__Fragmento de origen__:
• • • • • • •
Antes de rodar una escena, Jack Lemmon pronunciaba las palabras «magic time» («es la hora de la magia»). Y realmente lo que conseguía era algo mágico. Sus actuaciones tenían una convicción rara vez vista en la pantalla. Se convertía en sus personajes. Su carrera comenzó a mediados de los años 50, cuando los actores del Método irrumpieron en Hollywood. Lemmon no tenía nada que ver con la actitud de macho rebelde de Brando o Dean. Era un hombre de aspecto inofensivo, un tipo sin pretensiones, demasiado urbano y modesto para ser un símbolo de la contracultura. Lemmon supo explotar su propia fragilidad: «Si realmente quieres ser un actor que llegue a satisfacerse a sí mismo y a su público, tienes que ser vulnerable. Debes alcanzar un nivel de habilidad emocional e intelectual que te permita salir completamente desnudo, emocionalmente, frente al público».
No era guapo, tenía una estatura media y con su voz nasal daba la impresión de estar continuamente resfriado. Pero se movía con gracia, como un bailarín de ballet, tenía un fabuloso ritmo cómico y un lenguaje corporal que acariciaba lo trágico. Ante los ojos de varias generaciones quedó grabado como el típico estadounidense medio, tal vez porque en sus apariciones en la pantalla apenas salió de EE. UU. y casi nunca interpretó a un personaje que no viviera en el siglo XX. El público podía identificarse con él y, por tanto, reírse de sí mismo.

Sus personajes podían ser sórdidos, deshonestos o neuróticos, pero siempre quedaban redimidos por su humanidad y dignificados por su comicidad. Detrás de su sonrisa había una pizca de oscuridad. Tras su tristeza, un poso de alegría. Era un ser de carne y hueso, no un dios de la pantalla. En sus películas rara vez hay un final feliz convencional. El Jack Lemmon de celuloide era un hombre imperfecto, enfrentándose al dilema de un cambio moral. Una oruga transformada en mariposa, a punto de despegar pero sin acabar de levantar el vuelo.
Jack Lemmon nació en un ascensor. «Naturalmente, estaba bajando», se apresuraba a añadir al contar la anécdota. Hijo único de una familia acomodada de Boston, pronto se tuvo que enfrentar a las burlas de otros niños por su nombre: Jack U. Lemmon. La actuación fue su escudo: «Cuando tenía ocho años, hice una obra escolar y a los niños les gustó. No tenía nada que ver con el talento, sino con ser aceptado, porque los niños seguían diciendo: “Fue fantástico, cuéntanos más cosas divertidas”. Tuve que empezar a idear números entre clases. Todos se acercaban, se reunían alrededor de mi pupitre y yo les decía un montón de tonterías. Creo que en la adolescencia dejaron de hacerlo, y fue entonces cuando me di cuenta de que realmente me encantaba actuar». Lemmon, que se definió como «un payaso de la clase que en el fondo era serio», actuó en producciones escolares y acabó estudiando en Harvard.
• • • • • • •
__Información proporcionada__:
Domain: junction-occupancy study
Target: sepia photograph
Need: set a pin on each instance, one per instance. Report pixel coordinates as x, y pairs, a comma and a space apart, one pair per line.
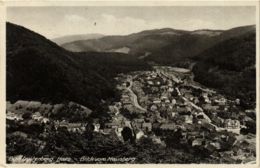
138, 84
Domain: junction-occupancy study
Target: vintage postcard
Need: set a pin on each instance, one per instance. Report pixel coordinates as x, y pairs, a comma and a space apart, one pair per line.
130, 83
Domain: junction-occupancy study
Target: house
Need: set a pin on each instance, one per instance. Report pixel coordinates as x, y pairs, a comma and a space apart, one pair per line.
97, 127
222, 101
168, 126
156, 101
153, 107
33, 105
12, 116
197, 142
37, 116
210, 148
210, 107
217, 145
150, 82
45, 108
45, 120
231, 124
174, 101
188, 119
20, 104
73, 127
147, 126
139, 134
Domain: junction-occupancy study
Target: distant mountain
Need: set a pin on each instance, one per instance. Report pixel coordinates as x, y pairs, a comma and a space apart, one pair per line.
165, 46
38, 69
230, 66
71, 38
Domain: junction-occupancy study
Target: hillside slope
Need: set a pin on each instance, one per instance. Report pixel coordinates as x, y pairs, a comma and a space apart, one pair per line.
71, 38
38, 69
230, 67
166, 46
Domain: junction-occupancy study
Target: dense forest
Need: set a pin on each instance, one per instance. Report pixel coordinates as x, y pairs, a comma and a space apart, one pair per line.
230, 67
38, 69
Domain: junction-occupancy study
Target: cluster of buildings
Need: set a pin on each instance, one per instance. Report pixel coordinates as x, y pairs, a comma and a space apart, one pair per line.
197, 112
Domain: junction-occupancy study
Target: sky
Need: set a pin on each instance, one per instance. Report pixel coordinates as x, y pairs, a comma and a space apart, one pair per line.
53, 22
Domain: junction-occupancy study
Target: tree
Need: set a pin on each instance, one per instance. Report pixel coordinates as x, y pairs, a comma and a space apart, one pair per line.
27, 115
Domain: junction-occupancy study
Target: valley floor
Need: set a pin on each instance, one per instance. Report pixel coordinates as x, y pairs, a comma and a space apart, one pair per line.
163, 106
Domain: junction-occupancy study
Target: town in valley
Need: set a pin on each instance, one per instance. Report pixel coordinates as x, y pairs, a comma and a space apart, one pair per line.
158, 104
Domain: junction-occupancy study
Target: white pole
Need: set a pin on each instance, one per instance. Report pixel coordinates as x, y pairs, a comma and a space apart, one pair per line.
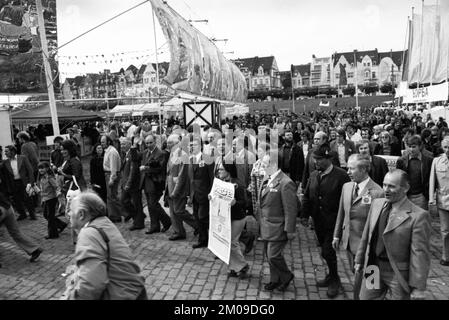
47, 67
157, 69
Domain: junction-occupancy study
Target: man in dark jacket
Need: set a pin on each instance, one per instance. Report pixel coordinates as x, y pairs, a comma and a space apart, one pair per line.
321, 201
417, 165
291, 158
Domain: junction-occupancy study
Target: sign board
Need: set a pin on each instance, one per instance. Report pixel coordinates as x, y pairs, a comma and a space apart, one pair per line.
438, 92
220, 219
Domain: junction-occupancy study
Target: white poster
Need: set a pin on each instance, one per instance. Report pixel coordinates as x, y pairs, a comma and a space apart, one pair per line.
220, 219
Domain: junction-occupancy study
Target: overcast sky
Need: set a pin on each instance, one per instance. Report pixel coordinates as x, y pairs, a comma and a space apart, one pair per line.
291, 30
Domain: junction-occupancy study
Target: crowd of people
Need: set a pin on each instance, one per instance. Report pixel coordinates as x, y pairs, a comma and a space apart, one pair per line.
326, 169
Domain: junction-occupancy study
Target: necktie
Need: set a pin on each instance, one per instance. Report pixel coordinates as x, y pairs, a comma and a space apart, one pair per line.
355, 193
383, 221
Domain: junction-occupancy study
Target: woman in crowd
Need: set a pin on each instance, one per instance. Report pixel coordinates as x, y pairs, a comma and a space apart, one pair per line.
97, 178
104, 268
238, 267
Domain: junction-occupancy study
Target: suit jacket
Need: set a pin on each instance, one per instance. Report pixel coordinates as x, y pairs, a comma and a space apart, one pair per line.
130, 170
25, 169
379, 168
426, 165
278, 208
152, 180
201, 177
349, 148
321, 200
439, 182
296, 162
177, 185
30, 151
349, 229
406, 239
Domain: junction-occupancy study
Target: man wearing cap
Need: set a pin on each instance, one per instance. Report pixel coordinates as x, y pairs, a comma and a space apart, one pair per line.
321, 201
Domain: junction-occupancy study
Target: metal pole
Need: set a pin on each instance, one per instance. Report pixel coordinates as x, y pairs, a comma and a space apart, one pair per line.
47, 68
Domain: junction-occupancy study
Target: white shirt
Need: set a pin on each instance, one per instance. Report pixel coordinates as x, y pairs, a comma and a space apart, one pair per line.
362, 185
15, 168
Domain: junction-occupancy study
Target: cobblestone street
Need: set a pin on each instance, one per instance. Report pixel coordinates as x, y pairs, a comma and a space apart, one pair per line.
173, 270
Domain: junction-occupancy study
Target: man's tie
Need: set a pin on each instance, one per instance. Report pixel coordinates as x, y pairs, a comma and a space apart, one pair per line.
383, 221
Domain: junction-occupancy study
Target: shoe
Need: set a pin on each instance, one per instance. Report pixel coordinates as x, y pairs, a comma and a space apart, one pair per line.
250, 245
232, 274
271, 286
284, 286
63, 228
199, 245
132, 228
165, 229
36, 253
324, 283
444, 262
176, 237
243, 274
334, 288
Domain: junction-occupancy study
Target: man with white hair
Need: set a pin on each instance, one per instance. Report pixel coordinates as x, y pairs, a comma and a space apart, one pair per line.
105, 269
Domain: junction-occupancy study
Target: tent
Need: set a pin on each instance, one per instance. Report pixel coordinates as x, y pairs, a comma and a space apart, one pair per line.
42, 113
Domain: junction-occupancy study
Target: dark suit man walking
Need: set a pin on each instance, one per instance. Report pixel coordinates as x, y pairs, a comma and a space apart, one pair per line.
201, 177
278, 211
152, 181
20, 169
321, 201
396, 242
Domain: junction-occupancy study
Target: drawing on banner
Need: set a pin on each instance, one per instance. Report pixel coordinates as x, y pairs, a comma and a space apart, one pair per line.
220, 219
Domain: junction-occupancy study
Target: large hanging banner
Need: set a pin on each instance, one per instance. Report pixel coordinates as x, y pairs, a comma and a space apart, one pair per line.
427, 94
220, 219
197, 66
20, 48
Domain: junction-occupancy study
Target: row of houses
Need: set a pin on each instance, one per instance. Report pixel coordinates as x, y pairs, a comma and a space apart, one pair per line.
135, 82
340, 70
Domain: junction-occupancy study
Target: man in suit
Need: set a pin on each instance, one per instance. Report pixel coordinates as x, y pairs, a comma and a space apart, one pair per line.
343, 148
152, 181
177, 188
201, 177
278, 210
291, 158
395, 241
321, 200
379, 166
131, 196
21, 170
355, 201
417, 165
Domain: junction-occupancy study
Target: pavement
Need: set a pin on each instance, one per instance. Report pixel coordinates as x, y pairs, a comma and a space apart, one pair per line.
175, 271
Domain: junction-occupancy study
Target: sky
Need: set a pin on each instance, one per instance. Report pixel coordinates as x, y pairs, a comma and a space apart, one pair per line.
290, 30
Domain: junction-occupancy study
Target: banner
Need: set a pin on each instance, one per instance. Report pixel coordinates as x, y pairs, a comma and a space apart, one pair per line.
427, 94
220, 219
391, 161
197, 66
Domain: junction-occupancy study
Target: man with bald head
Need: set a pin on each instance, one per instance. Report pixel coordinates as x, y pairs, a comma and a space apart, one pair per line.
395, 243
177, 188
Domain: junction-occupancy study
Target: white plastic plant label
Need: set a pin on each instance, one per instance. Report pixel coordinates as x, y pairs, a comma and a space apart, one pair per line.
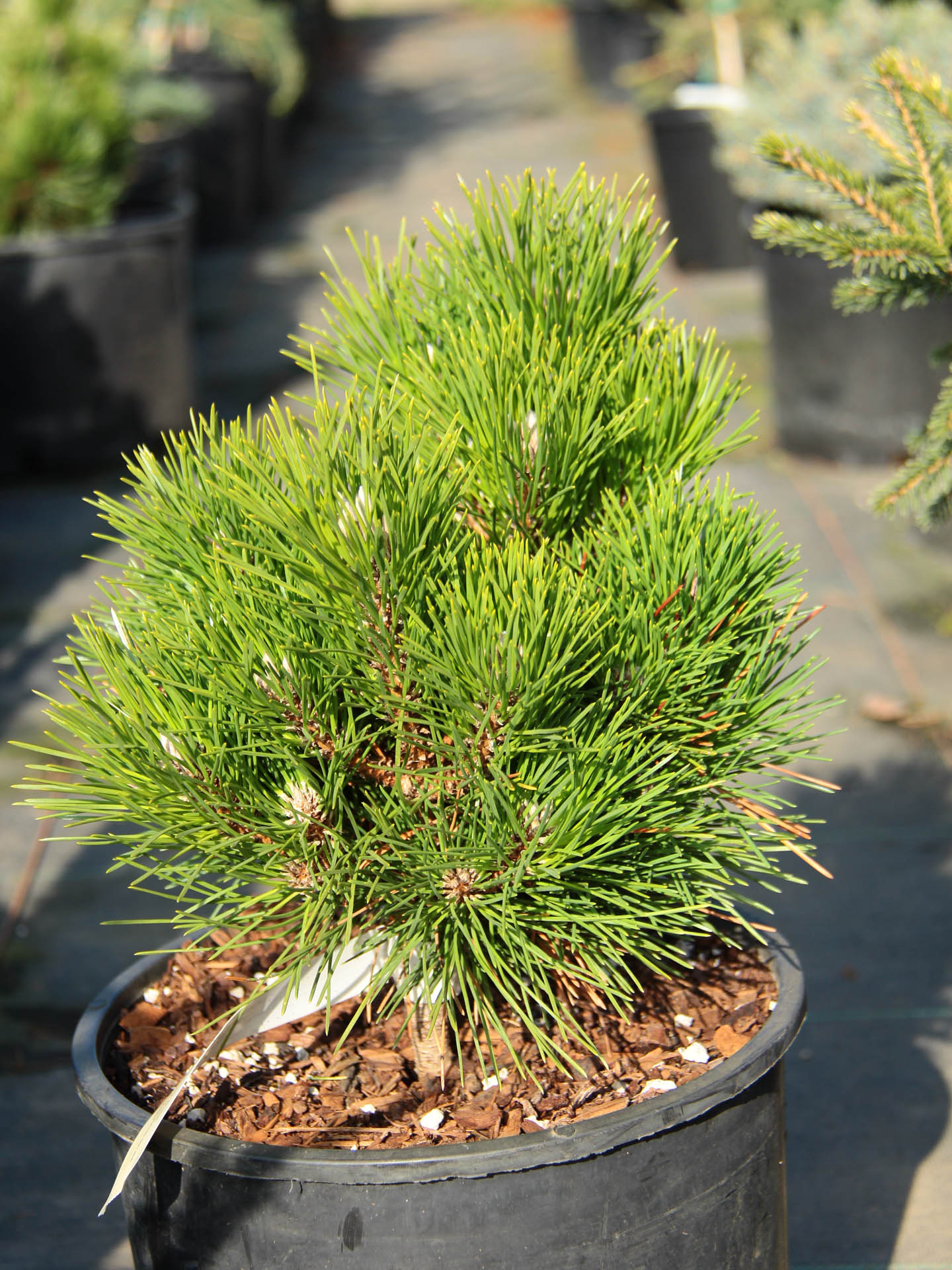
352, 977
• • • • • • •
__Tus tareas__:
**A.** ¿En cuántas líneas de las filas aparece la cadena «valley»? Responde solo con el número.
**B.** ¿Puedes continuar el texto sobre Jack Lemmon a partir de su última frase?

__Resultados esperados__:
**A.** 2

**B.**
La mayor lección de su vida la aprendió de su padre, un ejecutivo de una empresa de bollería, cuando Jack le pidió unos cientos de dólares para ir a Nueva York a cumplir su sueño. Cuando le preguntó si aquello de la actuación realmente le apasionaba, el joven contestó afirmativamente. «Genial», respondió su padre, «porque el día que no me apasione una hogaza de pan, lo dejo». Desde aquel momento, la palabra preferida de Lemmon fue «pasión» y recordó la frase de su padre cuando tuvo que trabajar como pianista en clubs de burlesque, cuando pasaban los meses sin que le llegara una oferta de su agente, cuando estuvo años trabajando en la televisión…
Su primera oportunidad en el cine vino de la mano de Judy Holliday, una actriz brillante, especializada en interpretar a rubias tontas en el escenario o en comedias como La costilla de Adán (Adam’s Rib, 1949) o Nacida ayer (Born Yesterday, 1950), ambas dirigidas por George Cukor.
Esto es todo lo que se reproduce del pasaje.